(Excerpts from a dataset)
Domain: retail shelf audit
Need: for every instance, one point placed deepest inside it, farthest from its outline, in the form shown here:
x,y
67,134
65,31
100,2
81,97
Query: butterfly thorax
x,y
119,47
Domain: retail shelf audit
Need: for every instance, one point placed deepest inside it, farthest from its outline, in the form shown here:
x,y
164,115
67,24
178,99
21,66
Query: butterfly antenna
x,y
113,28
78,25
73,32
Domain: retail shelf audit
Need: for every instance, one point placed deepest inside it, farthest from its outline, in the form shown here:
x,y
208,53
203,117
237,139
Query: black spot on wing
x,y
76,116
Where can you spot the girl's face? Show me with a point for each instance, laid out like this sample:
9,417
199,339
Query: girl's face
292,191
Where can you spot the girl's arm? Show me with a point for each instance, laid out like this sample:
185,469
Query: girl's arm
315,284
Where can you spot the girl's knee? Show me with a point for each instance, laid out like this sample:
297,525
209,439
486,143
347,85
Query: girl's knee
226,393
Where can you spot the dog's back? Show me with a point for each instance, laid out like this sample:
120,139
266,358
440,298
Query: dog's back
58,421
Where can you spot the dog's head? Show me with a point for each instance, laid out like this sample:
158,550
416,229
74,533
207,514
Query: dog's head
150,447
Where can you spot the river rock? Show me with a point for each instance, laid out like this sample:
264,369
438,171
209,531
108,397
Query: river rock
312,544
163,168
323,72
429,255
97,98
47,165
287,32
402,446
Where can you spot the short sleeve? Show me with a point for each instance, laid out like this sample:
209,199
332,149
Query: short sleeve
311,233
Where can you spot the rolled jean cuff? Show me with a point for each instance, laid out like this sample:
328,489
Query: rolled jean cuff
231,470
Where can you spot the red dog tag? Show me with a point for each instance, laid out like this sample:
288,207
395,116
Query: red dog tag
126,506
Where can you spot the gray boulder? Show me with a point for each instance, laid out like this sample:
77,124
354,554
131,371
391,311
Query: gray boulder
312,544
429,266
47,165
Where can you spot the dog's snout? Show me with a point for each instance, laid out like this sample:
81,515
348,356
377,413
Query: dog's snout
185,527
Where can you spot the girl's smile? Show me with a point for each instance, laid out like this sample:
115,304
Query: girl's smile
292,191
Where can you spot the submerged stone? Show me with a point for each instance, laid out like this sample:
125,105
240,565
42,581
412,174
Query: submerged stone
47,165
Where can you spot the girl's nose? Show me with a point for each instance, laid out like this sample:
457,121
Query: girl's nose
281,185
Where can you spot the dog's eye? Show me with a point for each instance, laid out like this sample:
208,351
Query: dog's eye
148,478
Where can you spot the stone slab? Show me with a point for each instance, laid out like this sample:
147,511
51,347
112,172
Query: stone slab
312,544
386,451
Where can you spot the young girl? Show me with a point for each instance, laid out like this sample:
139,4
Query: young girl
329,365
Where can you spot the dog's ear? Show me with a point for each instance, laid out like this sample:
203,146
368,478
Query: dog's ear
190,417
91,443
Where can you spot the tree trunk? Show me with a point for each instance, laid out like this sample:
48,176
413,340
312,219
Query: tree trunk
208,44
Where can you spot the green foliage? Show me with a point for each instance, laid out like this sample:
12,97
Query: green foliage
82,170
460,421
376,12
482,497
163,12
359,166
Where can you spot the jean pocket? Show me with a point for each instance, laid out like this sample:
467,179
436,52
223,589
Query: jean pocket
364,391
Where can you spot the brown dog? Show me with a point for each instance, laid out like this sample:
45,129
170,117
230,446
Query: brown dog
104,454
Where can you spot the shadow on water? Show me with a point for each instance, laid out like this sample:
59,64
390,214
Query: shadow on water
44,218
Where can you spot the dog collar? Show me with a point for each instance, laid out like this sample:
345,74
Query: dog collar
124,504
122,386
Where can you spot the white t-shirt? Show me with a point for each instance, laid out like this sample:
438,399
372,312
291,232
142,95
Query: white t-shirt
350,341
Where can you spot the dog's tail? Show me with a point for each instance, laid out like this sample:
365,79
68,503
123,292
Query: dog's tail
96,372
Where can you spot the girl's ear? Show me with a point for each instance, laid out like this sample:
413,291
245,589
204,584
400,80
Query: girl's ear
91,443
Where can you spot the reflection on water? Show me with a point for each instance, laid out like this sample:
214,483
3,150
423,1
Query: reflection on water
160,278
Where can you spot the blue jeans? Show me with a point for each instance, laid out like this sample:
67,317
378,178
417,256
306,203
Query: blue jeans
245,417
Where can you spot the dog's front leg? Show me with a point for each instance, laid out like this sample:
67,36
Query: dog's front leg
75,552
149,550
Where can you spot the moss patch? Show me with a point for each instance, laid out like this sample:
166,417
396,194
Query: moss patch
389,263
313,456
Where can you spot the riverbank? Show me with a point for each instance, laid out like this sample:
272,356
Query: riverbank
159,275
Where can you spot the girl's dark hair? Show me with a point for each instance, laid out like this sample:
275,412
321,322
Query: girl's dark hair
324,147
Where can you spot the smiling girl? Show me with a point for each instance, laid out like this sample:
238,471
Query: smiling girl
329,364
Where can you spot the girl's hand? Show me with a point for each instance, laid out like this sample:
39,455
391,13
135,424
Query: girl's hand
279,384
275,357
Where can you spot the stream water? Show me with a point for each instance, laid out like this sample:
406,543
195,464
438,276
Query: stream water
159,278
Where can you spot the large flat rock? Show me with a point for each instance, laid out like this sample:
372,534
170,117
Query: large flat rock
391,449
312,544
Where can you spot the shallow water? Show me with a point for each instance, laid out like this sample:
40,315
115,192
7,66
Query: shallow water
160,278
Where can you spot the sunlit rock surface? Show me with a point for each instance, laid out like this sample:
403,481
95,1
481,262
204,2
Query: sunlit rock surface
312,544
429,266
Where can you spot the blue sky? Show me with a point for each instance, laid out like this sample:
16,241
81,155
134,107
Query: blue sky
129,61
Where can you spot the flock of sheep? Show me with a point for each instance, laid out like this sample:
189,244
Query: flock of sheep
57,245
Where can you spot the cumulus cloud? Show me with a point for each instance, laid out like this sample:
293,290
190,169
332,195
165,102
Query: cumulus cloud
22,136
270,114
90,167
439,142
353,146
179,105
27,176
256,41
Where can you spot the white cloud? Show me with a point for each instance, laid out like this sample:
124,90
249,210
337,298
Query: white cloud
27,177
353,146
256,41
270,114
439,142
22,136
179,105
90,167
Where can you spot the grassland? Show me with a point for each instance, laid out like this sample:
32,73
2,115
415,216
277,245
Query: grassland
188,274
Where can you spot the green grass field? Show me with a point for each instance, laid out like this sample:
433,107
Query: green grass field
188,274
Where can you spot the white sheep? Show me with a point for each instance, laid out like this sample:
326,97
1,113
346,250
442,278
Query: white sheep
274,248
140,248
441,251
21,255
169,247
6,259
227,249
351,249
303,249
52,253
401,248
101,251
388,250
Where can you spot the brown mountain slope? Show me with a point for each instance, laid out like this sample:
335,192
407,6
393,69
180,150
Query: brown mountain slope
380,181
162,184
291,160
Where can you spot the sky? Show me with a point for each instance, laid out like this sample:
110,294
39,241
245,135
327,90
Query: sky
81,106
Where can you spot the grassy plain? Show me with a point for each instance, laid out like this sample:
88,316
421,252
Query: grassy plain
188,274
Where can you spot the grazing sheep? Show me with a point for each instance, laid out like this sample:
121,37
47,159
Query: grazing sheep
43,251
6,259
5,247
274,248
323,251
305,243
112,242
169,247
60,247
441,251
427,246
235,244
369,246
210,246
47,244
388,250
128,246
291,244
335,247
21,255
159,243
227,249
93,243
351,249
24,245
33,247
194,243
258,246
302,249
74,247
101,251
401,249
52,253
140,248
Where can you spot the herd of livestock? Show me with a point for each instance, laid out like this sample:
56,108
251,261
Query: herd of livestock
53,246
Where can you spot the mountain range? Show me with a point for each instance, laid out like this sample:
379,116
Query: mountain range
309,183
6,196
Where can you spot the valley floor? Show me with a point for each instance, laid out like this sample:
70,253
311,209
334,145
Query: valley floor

**Your instructions:** Find each line of the data above that holds the word "floor", then copy it.

**Task response:**
Where can you spot the valley floor? Show me with a point for each instance, laid out like this sample:
Query: valley floor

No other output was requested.